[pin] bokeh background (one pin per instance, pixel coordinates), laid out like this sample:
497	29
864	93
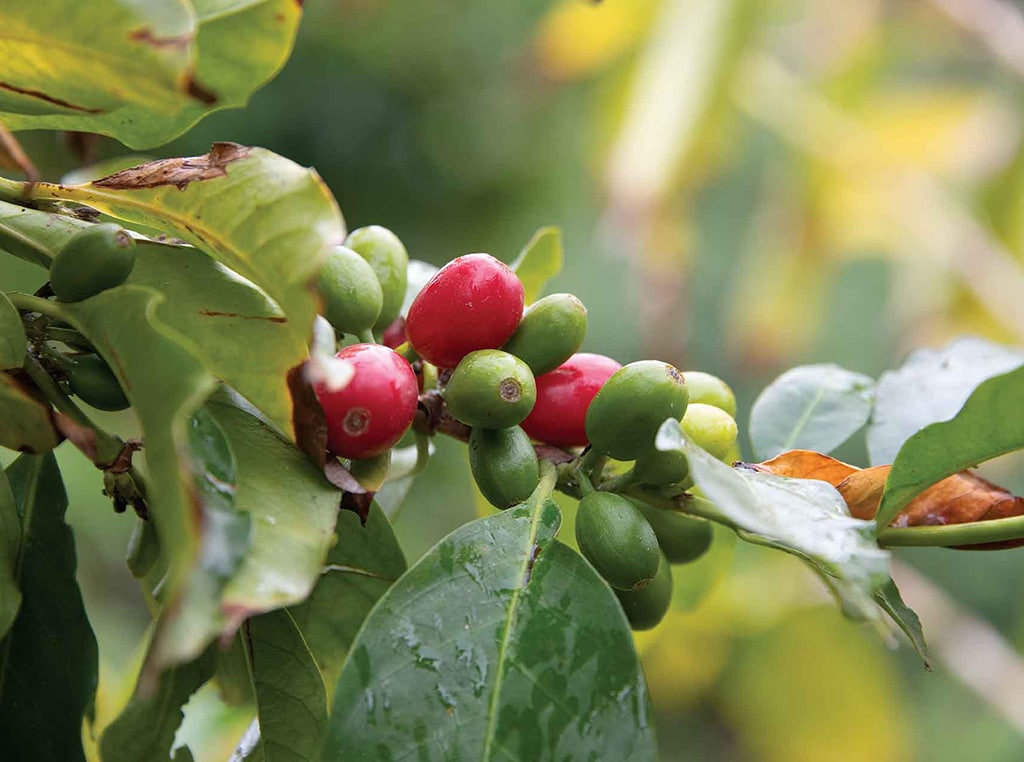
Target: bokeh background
743	185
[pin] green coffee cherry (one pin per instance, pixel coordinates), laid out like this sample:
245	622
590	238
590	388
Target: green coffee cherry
92	381
97	258
491	388
710	390
504	465
683	539
645	608
662	468
352	295
551	331
624	418
710	428
615	538
385	253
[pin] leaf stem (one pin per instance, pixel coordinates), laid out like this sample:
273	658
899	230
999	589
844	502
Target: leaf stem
977	533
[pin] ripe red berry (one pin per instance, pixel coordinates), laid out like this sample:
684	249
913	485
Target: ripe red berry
562	397
370	415
473	302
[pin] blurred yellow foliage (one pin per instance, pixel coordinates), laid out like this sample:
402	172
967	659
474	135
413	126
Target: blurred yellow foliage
578	38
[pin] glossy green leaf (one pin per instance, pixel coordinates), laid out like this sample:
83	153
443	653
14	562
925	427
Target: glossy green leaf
48	661
27	423
931	386
165	384
33	236
144	730
359	568
540	260
261	215
290	697
815	407
500	643
805	517
989	424
142	73
906	619
10	545
12	340
293	509
239	335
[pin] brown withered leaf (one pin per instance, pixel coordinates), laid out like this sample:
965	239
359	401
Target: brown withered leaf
963	498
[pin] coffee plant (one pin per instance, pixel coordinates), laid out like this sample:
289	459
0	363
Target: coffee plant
288	378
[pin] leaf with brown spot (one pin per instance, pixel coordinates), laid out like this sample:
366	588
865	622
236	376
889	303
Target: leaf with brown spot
963	498
142	73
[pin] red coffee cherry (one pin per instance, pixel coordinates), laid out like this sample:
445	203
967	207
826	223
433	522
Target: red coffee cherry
562	397
370	415
473	302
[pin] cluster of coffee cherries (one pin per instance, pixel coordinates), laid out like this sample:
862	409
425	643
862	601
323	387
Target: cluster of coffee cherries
514	376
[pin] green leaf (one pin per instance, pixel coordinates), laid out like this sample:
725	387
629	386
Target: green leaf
892	602
48	661
805	517
12	340
931	386
27	423
144	730
989	424
539	261
10	545
293	509
500	642
165	384
815	407
142	73
239	335
359	568
290	697
261	215
33	236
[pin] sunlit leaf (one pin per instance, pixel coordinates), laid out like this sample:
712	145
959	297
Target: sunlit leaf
12	340
144	730
261	215
500	642
989	424
811	407
143	73
48	661
293	509
290	697
27	423
540	260
931	386
359	568
805	517
33	236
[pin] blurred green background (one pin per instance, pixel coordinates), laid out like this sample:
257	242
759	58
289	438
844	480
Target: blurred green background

------

Stated task =
Can you copy all of the material above line for line, leaving out the pictures?

Solution for this problem =
[pin] bokeh background (one pin per instance, pixel coordinates), laid out like this sample:
497	29
864	93
Target: bokeh background
743	185
[pin] green coffee cherry (one pin per instance, pixel coordinates), laid out like this sample:
245	622
590	238
590	388
Target: green coffee cherry
92	381
97	258
491	388
710	390
504	465
683	539
645	608
662	468
352	295
551	331
624	418
710	428
615	538
385	253
[pin] leaf stem (one pin per instance, pixel coordinates), laid out like this sample:
273	658
899	230
999	589
844	502
Target: leaf stem
977	533
[pin] ripe red berry (one pin per instance, pixel coordinates), laid out like this sample:
684	249
913	485
Target: ripe red berry
562	397
370	415
473	302
[pin] blurred yellow foliage (one pin per instance, pixel coordinates), laid out like this sample:
402	172
967	659
474	135
413	126
Target: blurred yellow foliage
578	38
[pin] glossy green leaf (one pin per instance, pixel coordinates), laid out like this sample:
83	153
443	653
14	562
925	427
Target: glossy green leaf
48	661
27	423
931	386
165	384
33	236
144	730
359	568
540	260
261	215
290	697
815	407
500	643
805	517
989	424
142	73
906	619
10	545
12	340
293	509
239	335
[pin] brown withered leaf (one pin per instance, pixel coordinates), laid out like this sample:
965	239
359	401
Target: brown withered leaf
963	498
[pin] coffee plant (one pin per instance, pixel coordinates), laid out like this sample:
289	459
0	363
Target: coffee plant
288	378
[pin] leaf with brown spot (one pin per instance, pixel coordinates), laid out like this sample:
366	588
865	622
236	376
889	303
Target: leaf with brown spot
963	498
142	73
[pin] red coffee cherry (one pin per instance, pixel coordinates), laid out like this sample:
445	203
967	207
826	223
433	522
Target: red coffee cherry
562	397
370	415
473	302
[pin] cluster of coffee cherries (one pin per instance, pixel coordinates), laid out like this sample:
862	409
425	643
862	601
323	387
Target: cluster of coffee cherries
514	376
[pin] green leaf (one pin per instance, pixel coordinates), laid out like this sample:
725	387
629	386
Target: green leaf
892	602
48	661
805	517
12	340
931	386
27	423
144	730
989	424
539	261
10	545
293	509
500	642
165	384
815	407
142	73
239	335
359	568
290	697
261	215
33	236
[pin] sunlit leaf (one pin per instance, pixel coordinates), laid out like this sample:
712	145
959	297
Target: sunlit leaf
12	340
144	730
261	215
500	642
989	424
811	407
143	73
48	661
293	509
290	697
27	423
540	260
931	386
359	568
805	517
33	236
[pin] blurred green background (one pin per instance, pixel coordinates), laid out like this sample:
257	242
759	58
289	438
844	480
Target: blurred green background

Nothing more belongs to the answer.